| Work instructions |
No pictures belong in the copy. Restate the rest of the data exactly.

| Provided data |
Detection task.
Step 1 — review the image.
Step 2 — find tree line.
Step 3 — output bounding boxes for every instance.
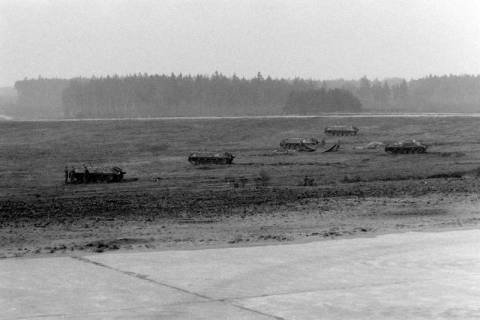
[284,88,361,114]
[61,72,319,118]
[323,75,480,112]
[11,73,480,119]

| Answer for the task |
Detection task.
Step 1 — review the image.
Step 2 — find tree line.
Step 3 — output bounding boxes for every instance.
[284,88,361,114]
[61,72,319,118]
[323,75,480,112]
[11,73,480,119]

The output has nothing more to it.